-- Entries supplied follows --

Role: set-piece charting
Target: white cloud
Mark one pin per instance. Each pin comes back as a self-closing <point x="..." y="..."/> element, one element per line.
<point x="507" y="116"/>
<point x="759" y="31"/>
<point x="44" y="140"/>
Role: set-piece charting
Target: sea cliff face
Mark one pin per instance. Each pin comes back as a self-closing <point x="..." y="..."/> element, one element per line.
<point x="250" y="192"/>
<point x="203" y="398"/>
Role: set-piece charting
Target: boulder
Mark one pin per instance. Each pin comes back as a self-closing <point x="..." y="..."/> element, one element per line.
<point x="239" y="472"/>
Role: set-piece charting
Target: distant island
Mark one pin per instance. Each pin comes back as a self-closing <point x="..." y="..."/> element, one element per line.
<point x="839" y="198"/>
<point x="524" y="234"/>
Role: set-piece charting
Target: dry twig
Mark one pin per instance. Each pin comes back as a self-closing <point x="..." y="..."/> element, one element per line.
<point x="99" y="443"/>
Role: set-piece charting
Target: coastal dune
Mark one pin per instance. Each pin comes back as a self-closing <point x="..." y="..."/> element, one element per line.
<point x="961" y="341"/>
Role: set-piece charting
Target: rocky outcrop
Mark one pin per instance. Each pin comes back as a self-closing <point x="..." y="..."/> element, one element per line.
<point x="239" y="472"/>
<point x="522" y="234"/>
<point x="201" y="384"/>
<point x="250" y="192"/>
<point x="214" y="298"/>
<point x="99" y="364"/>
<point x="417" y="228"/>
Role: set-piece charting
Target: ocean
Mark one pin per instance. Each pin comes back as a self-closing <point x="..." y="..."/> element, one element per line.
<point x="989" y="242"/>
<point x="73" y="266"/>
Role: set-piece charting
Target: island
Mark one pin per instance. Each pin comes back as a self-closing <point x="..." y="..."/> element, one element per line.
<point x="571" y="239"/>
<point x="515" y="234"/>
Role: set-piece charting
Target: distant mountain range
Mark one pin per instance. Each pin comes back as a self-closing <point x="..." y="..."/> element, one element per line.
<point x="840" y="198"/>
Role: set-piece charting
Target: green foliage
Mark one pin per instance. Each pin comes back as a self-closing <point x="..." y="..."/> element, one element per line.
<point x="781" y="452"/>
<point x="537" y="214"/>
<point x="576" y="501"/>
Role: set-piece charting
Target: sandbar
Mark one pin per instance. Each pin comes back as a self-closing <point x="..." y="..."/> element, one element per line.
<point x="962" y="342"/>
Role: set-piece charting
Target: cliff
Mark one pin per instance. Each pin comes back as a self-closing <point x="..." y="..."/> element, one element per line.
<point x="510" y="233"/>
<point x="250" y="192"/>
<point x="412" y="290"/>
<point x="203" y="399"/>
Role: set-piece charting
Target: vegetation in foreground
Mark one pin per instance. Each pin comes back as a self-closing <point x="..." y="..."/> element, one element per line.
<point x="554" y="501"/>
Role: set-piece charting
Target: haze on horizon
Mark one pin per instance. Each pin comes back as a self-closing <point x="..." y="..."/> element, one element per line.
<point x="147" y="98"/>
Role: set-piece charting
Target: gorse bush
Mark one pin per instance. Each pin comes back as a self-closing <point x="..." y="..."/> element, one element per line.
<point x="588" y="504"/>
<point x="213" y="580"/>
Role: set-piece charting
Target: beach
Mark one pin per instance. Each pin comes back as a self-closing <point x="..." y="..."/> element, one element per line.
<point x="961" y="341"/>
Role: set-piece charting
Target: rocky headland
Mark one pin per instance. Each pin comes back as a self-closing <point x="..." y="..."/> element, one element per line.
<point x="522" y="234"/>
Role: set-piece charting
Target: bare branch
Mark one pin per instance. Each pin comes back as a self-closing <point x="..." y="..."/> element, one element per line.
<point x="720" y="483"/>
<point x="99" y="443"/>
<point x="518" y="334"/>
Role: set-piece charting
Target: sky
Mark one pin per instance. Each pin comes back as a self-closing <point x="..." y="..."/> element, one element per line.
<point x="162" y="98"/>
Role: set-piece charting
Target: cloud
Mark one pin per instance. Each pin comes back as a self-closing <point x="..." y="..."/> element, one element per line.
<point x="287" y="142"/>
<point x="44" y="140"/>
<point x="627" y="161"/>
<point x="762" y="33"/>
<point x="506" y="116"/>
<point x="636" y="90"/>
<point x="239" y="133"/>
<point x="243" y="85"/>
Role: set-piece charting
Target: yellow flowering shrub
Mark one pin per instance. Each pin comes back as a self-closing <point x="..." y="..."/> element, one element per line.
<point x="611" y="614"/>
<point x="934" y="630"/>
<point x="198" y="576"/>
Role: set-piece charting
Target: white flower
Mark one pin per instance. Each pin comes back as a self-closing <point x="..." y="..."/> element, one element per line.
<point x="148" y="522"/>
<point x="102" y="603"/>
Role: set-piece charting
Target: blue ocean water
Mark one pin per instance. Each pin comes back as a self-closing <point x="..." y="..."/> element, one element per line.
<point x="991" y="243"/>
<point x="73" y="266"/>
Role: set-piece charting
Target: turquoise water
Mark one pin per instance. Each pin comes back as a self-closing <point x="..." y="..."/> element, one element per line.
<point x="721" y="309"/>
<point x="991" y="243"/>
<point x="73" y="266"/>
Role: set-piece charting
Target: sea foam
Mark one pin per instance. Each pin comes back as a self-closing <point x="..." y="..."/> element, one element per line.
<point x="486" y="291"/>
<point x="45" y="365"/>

-- Entries supplied concluded --

- [Directions for this task] "island" is the word to look for; copy every line of the data that has it.

- [Response area]
Target: distant island
Target: island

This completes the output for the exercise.